→ THE TASK
Starting at the beginning of the records and stopping after the line containing "positive clicks: (462, 440)", can you give those lines again with "rough mask" switched to "coarse mask" and everything else unchanged? Leave the pictures out.

→ SUPPLIED RECORDS
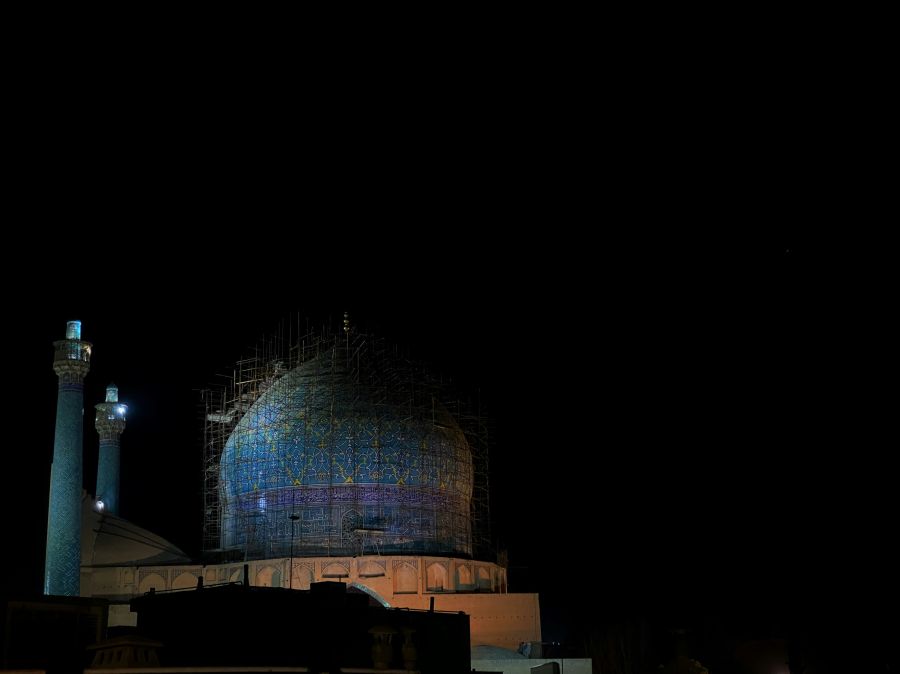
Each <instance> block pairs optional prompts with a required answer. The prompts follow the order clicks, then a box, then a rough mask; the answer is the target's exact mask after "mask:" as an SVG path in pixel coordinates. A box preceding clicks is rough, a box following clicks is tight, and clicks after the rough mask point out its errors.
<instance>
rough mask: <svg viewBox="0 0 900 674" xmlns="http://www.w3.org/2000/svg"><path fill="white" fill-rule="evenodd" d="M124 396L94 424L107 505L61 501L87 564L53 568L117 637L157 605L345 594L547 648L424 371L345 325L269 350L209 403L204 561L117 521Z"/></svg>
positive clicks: (462, 440) (71, 424) (483, 468)
mask: <svg viewBox="0 0 900 674" xmlns="http://www.w3.org/2000/svg"><path fill="white" fill-rule="evenodd" d="M76 336H77V339H75V337H76ZM68 341H71V342H72V344H68V343H67V342H68ZM83 344H85V343H82V342H81V341H80V324H79V325H78V330H77V335H76V331H75V330H73V329H71V324H70V329H69V330H68V332H67V341H66V343H63V344H62V346H58V347H57V354H58V355H59V354H62V356H63V357H64V358H63V360H68V356H67V355H66V354H68V353H69V352H71V353H72V354H76V355H77V357H78V359H80V360H78V363H82V362H85V356H84V348H85V347H84V346H83ZM67 348H68V350H67ZM75 369H78V372H79V373H81V372H82V371H84V374H86V368H85V367H83V366H82V365H78V366H77V367H76V368H75ZM70 370H72V367H70V366H68V365H67V364H66V366H65V367H57V371H58V372H59V371H65V372H67V373H68V372H69V371H70ZM84 374H81V375H80V376H81V378H82V379H83V376H84ZM67 377H68V378H67V380H66V382H67V383H66V386H68V387H69V388H68V389H67V390H66V394H67V396H68V398H71V397H72V395H71V387H72V381H73V377H72V376H71V375H68V374H67ZM76 383H77V382H76ZM112 388H113V387H111V389H112ZM111 389H110V390H108V391H107V400H106V401H105V402H104V403H101V404H100V405H97V408H96V409H97V419H96V422H95V428H96V429H97V432H98V433H100V438H101V453H100V459H101V464H100V466H99V472H98V489H99V488H100V486H102V488H103V490H104V494H99V493H98V495H97V497H96V498H94V497H91V496H88V495H87V494H82V497H81V503H80V504H79V505H78V506H73V504H72V503H71V501H72V500H73V498H72V494H71V493H70V492H71V490H70V489H68V488H66V489H64V490H63V494H64V496H65V499H66V501H65V513H64V514H65V517H68V518H69V519H72V517H71V510H72V509H73V508H76V510H77V509H78V508H80V514H81V534H80V547H79V548H78V549H77V550H75V549H74V548H73V547H72V543H71V541H69V542H68V543H66V541H63V542H60V540H61V539H60V537H59V536H57V537H56V538H54V539H53V540H52V542H53V551H54V554H55V555H56V557H55V561H54V564H55V566H57V567H60V568H68V566H71V563H72V557H73V556H75V557H76V558H77V560H78V565H79V567H80V570H81V573H80V579H79V583H78V593H80V594H81V596H86V597H104V598H107V599H109V601H110V602H111V607H110V624H111V625H116V624H118V625H128V624H133V623H134V614H132V613H131V612H130V610H129V605H128V602H129V601H130V600H131V599H133V598H134V597H137V596H140V595H141V594H144V593H147V592H150V591H155V592H164V591H165V592H169V591H179V590H185V591H186V590H190V589H193V588H197V587H198V586H210V585H216V584H224V583H233V582H246V583H249V584H251V585H254V586H265V587H281V588H285V589H288V590H291V589H292V590H308V589H309V587H310V584H311V583H313V582H319V581H338V582H343V583H345V584H347V585H348V586H349V587H350V588H353V589H354V590H356V591H359V592H364V593H366V594H368V595H369V596H370V597H371V598H372V600H373V601H377V602H379V603H381V604H383V605H385V606H390V607H397V608H410V609H425V610H427V609H432V608H433V609H435V610H444V611H463V612H465V613H467V614H469V616H470V630H471V643H472V646H497V647H502V648H507V649H515V648H516V647H517V646H518V645H519V644H520V643H522V642H534V641H540V639H541V632H540V613H539V603H538V597H537V595H536V594H521V593H511V592H509V588H508V586H507V576H506V569H505V568H504V567H503V566H502V565H500V564H498V563H497V562H496V561H495V560H493V559H491V558H490V554H489V550H490V548H489V545H485V541H486V540H488V534H487V533H486V528H485V522H487V521H489V515H488V513H487V512H486V511H485V508H486V506H485V504H486V498H487V484H486V454H485V451H486V449H485V447H486V444H485V442H484V438H483V437H481V436H480V435H479V430H478V429H479V424H480V423H481V422H480V420H479V418H478V417H477V415H473V414H470V413H468V412H466V411H465V410H464V409H463V408H462V407H461V406H460V405H459V404H455V403H453V402H452V401H450V400H448V398H446V397H445V396H443V395H442V386H441V383H440V382H439V381H435V380H432V379H429V378H428V376H427V375H426V374H425V373H424V370H422V368H421V367H420V366H418V365H417V364H415V363H412V362H411V361H409V360H407V359H405V358H403V357H401V356H400V355H399V354H398V352H397V351H396V350H394V351H392V350H391V349H389V348H388V347H386V346H384V345H383V344H382V343H381V342H379V341H378V340H375V339H374V338H372V337H371V336H368V335H361V334H355V333H354V332H353V331H352V330H351V329H350V327H349V323H348V322H347V321H346V320H345V324H344V330H343V331H342V332H341V333H339V334H337V335H327V334H319V335H303V336H302V337H301V338H298V339H292V340H282V343H281V344H280V345H278V346H277V347H273V346H271V344H270V345H269V346H268V347H265V348H261V349H258V350H257V352H256V353H255V355H254V356H253V357H252V358H249V359H245V360H242V361H240V362H239V363H238V364H237V365H236V366H235V368H234V375H233V376H232V377H231V378H230V379H229V381H228V383H227V384H226V385H224V386H222V387H220V388H218V389H211V390H210V391H207V392H205V394H204V395H205V401H206V411H205V419H204V428H205V435H204V437H205V448H204V456H205V473H204V516H205V517H204V543H205V550H204V553H203V557H202V558H201V559H191V558H190V557H189V556H188V555H186V554H185V553H184V552H182V551H181V550H179V549H178V548H177V547H176V546H174V545H172V544H171V543H169V542H168V541H166V540H165V539H163V538H161V537H159V536H157V535H155V534H153V533H152V532H149V531H147V530H144V529H142V528H140V527H138V526H136V525H134V524H132V523H130V522H128V521H126V520H124V519H123V518H121V517H120V516H119V515H118V502H119V481H118V465H119V441H120V437H121V436H122V433H123V431H124V428H125V412H126V409H127V408H126V407H125V405H124V404H123V403H119V401H118V391H117V390H115V391H113V390H111ZM60 391H61V395H62V392H63V386H62V378H61V387H60ZM68 398H66V399H65V405H62V403H61V407H59V408H58V418H57V426H58V428H60V427H62V428H64V429H66V431H65V432H66V434H67V436H66V438H68V436H73V437H74V436H75V435H77V429H74V430H73V427H72V422H71V421H66V419H65V418H61V417H60V416H59V415H60V412H59V410H62V414H65V413H66V411H67V410H68V409H69V408H70V407H72V409H74V407H73V405H74V403H73V402H72V401H71V400H69V399H68ZM57 436H58V437H59V432H58V433H57ZM66 443H67V444H66ZM63 444H65V445H66V446H65V447H63V451H62V455H63V458H64V463H65V465H66V466H67V470H68V471H69V472H70V473H72V474H74V470H75V469H74V468H72V467H71V466H70V465H69V464H73V462H74V459H72V455H74V454H78V455H80V451H77V452H76V449H75V447H74V444H75V441H74V440H72V439H71V438H68V439H64V443H63ZM125 447H126V449H125V451H127V436H126V443H125ZM78 448H79V449H80V443H79V444H78ZM56 457H57V454H56V452H55V453H54V463H56V460H57V459H56ZM79 468H80V466H79ZM53 475H54V478H53V480H54V482H52V484H51V496H50V502H51V521H50V523H49V524H50V527H48V529H50V530H52V525H53V504H54V503H60V502H61V501H60V499H59V498H57V499H56V500H54V493H55V492H54V490H59V486H58V483H59V482H60V481H61V480H60V479H57V478H56V473H55V472H54V473H53ZM79 486H80V485H79ZM123 489H124V490H125V491H127V485H123ZM57 509H59V508H57ZM66 545H68V547H66ZM48 551H50V539H49V538H48ZM67 565H68V566H67ZM79 567H76V568H79ZM49 569H50V567H49V566H48V577H49V574H50V570H49ZM68 582H69V585H71V581H68ZM49 593H51V594H52V592H49Z"/></svg>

→ WRITTEN RESPONSE
Each <instance> block pairs optional prompts with a required answer. The prompts follow the order clicks, then a box, then a coarse mask; the answer is the target's exact mask after "mask:" as an SVG path in pixel coordinates. A box preceding clicks is rough, a box following clicks is tight, and clicks after the coarse mask point out its errors.
<instance>
coarse mask: <svg viewBox="0 0 900 674" xmlns="http://www.w3.org/2000/svg"><path fill="white" fill-rule="evenodd" d="M124 396L94 424L107 505L61 501L87 564L53 568L117 637L157 605L345 594L547 648L424 371L345 325L269 350L209 403L204 561L117 521Z"/></svg>
positive clicks: (462, 440) (71, 424) (483, 468)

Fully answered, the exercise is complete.